Aim of the task: Would you quote, word for word, the lines below that start at the one containing "task | identify every instance of the metal fence" and end with the final line of the records?

(Stored items from a collection)
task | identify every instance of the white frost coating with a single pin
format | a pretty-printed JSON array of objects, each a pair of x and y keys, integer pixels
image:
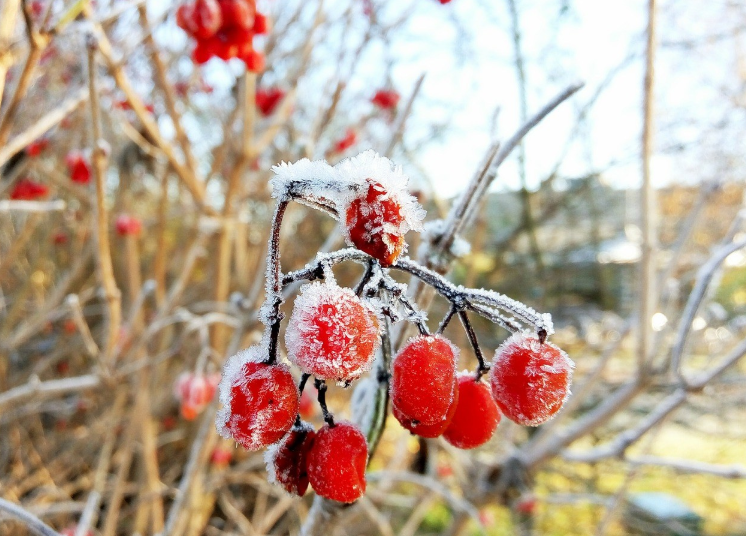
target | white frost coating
[
  {"x": 317, "y": 174},
  {"x": 540, "y": 367},
  {"x": 340, "y": 184},
  {"x": 327, "y": 335},
  {"x": 232, "y": 375},
  {"x": 371, "y": 165}
]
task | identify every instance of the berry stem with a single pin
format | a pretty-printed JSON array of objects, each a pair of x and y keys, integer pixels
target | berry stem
[
  {"x": 273, "y": 300},
  {"x": 483, "y": 367},
  {"x": 483, "y": 302},
  {"x": 321, "y": 388},
  {"x": 446, "y": 319},
  {"x": 367, "y": 276},
  {"x": 301, "y": 386}
]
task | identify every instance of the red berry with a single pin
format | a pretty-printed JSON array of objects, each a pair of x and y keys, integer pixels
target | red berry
[
  {"x": 28, "y": 190},
  {"x": 261, "y": 24},
  {"x": 237, "y": 14},
  {"x": 78, "y": 167},
  {"x": 386, "y": 99},
  {"x": 207, "y": 18},
  {"x": 254, "y": 61},
  {"x": 345, "y": 143},
  {"x": 336, "y": 463},
  {"x": 427, "y": 430},
  {"x": 287, "y": 461},
  {"x": 530, "y": 380},
  {"x": 332, "y": 333},
  {"x": 423, "y": 381},
  {"x": 260, "y": 400},
  {"x": 128, "y": 225},
  {"x": 268, "y": 99},
  {"x": 375, "y": 223},
  {"x": 476, "y": 414},
  {"x": 194, "y": 391}
]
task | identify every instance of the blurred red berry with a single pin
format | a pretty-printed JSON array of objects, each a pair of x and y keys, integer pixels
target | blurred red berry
[
  {"x": 476, "y": 416},
  {"x": 237, "y": 14},
  {"x": 194, "y": 391},
  {"x": 530, "y": 380},
  {"x": 332, "y": 333},
  {"x": 386, "y": 99},
  {"x": 261, "y": 24},
  {"x": 207, "y": 18},
  {"x": 268, "y": 99},
  {"x": 336, "y": 463},
  {"x": 128, "y": 225},
  {"x": 78, "y": 167},
  {"x": 28, "y": 190}
]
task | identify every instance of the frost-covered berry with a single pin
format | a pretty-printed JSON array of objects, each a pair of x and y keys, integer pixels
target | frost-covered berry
[
  {"x": 260, "y": 401},
  {"x": 423, "y": 380},
  {"x": 375, "y": 221},
  {"x": 332, "y": 333},
  {"x": 476, "y": 415},
  {"x": 428, "y": 430},
  {"x": 530, "y": 380},
  {"x": 287, "y": 461},
  {"x": 336, "y": 462}
]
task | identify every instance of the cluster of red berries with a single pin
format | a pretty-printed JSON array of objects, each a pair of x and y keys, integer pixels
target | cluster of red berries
[
  {"x": 224, "y": 29},
  {"x": 194, "y": 392},
  {"x": 333, "y": 334},
  {"x": 530, "y": 381}
]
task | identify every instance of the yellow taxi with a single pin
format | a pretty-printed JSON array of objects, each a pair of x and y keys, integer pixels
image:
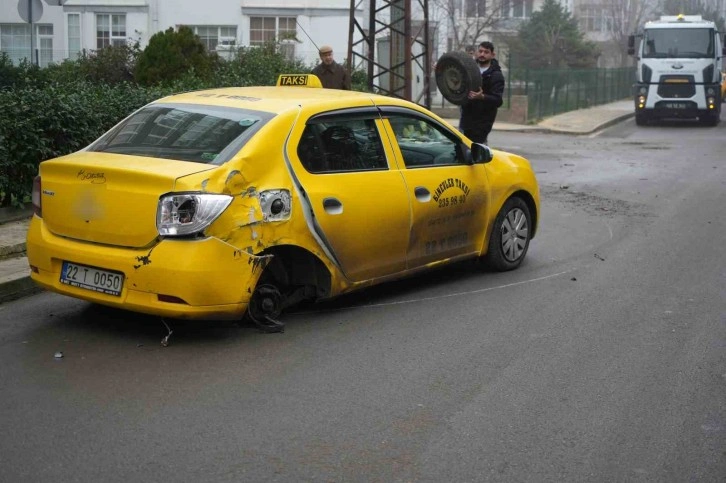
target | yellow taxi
[{"x": 234, "y": 201}]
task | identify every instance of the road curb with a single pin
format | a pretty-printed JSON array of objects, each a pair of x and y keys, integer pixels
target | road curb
[
  {"x": 613, "y": 121},
  {"x": 18, "y": 288}
]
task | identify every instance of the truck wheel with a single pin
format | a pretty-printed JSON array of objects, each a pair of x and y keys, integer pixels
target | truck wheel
[
  {"x": 641, "y": 118},
  {"x": 457, "y": 74},
  {"x": 710, "y": 119}
]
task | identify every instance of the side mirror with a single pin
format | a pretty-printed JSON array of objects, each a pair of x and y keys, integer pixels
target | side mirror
[{"x": 481, "y": 153}]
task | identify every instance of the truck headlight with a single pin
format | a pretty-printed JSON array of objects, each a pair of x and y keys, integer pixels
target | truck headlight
[{"x": 182, "y": 214}]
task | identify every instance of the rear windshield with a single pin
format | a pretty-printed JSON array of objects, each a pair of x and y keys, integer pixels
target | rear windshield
[{"x": 187, "y": 132}]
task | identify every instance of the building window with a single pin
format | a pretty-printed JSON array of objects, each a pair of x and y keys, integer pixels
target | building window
[
  {"x": 475, "y": 8},
  {"x": 517, "y": 8},
  {"x": 15, "y": 41},
  {"x": 214, "y": 35},
  {"x": 110, "y": 30},
  {"x": 74, "y": 35},
  {"x": 44, "y": 44},
  {"x": 595, "y": 19},
  {"x": 275, "y": 29}
]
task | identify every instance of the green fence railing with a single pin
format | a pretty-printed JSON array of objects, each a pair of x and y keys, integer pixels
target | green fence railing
[{"x": 554, "y": 91}]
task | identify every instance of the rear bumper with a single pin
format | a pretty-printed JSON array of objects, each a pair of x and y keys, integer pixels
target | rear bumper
[{"x": 205, "y": 278}]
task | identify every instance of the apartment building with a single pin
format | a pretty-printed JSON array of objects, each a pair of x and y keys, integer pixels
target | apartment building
[{"x": 53, "y": 30}]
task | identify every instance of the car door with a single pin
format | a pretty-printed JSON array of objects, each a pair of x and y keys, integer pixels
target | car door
[
  {"x": 449, "y": 195},
  {"x": 361, "y": 213}
]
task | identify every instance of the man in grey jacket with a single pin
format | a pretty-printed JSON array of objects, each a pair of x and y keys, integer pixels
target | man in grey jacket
[{"x": 331, "y": 74}]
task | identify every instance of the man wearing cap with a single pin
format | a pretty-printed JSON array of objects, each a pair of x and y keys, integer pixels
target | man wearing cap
[{"x": 331, "y": 74}]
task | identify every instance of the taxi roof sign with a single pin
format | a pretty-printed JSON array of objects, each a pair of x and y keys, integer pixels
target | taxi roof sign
[{"x": 299, "y": 80}]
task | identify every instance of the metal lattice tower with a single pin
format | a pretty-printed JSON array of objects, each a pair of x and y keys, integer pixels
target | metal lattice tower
[{"x": 402, "y": 45}]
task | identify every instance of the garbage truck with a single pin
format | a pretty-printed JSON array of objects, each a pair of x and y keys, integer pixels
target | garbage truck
[{"x": 678, "y": 69}]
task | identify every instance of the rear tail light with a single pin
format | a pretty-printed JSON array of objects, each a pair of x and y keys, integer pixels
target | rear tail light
[
  {"x": 36, "y": 198},
  {"x": 185, "y": 214}
]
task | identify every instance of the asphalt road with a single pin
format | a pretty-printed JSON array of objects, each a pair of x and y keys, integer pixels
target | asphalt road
[{"x": 601, "y": 359}]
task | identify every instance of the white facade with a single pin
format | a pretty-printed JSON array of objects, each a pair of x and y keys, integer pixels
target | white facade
[{"x": 63, "y": 31}]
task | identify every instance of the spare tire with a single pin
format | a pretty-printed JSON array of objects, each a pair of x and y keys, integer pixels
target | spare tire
[{"x": 457, "y": 74}]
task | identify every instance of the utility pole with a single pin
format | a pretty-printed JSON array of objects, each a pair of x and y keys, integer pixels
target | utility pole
[{"x": 402, "y": 45}]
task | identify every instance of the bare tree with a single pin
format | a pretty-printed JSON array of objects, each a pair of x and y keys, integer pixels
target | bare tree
[{"x": 469, "y": 20}]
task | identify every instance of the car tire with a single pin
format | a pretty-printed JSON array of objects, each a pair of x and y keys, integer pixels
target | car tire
[
  {"x": 510, "y": 236},
  {"x": 641, "y": 119},
  {"x": 457, "y": 74}
]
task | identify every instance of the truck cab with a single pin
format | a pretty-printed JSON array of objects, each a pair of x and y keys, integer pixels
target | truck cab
[{"x": 678, "y": 74}]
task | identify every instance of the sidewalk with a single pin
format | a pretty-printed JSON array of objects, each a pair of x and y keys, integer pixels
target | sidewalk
[{"x": 15, "y": 275}]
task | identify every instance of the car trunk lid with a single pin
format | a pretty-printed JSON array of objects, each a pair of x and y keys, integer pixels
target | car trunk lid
[{"x": 108, "y": 198}]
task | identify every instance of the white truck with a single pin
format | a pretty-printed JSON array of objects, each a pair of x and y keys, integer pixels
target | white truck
[{"x": 678, "y": 72}]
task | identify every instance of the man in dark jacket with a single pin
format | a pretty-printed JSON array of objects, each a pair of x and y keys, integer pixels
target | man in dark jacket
[
  {"x": 331, "y": 74},
  {"x": 479, "y": 112}
]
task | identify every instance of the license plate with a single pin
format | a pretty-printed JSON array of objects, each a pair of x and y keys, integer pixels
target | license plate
[{"x": 91, "y": 278}]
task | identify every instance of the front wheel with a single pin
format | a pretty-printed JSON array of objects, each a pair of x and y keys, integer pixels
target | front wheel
[
  {"x": 641, "y": 118},
  {"x": 510, "y": 237}
]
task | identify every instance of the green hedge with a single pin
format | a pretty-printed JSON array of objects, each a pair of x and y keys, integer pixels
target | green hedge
[
  {"x": 40, "y": 123},
  {"x": 57, "y": 110}
]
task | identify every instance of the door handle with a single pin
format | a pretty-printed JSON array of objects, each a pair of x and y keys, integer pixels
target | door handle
[
  {"x": 332, "y": 206},
  {"x": 422, "y": 194}
]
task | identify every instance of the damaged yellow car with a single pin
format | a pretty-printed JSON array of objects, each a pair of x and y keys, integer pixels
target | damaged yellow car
[{"x": 226, "y": 202}]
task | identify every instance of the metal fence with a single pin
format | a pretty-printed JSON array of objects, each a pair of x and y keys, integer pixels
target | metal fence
[
  {"x": 554, "y": 91},
  {"x": 551, "y": 91}
]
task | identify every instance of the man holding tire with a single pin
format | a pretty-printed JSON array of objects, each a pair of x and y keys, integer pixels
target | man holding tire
[{"x": 479, "y": 112}]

Answer to the exercise:
task | identify every instance of the metal fence with a single pin
format | a pretty-printed JSON array of objects, each a pair of x and y keys, integer pixels
target | metal fence
[
  {"x": 554, "y": 91},
  {"x": 551, "y": 91}
]
task | identify every instance of the man holding tire with a single pin
format | a pretty-printed JSON array of objects, each a pair of x and y keys, integer pixels
target | man holding tire
[{"x": 479, "y": 112}]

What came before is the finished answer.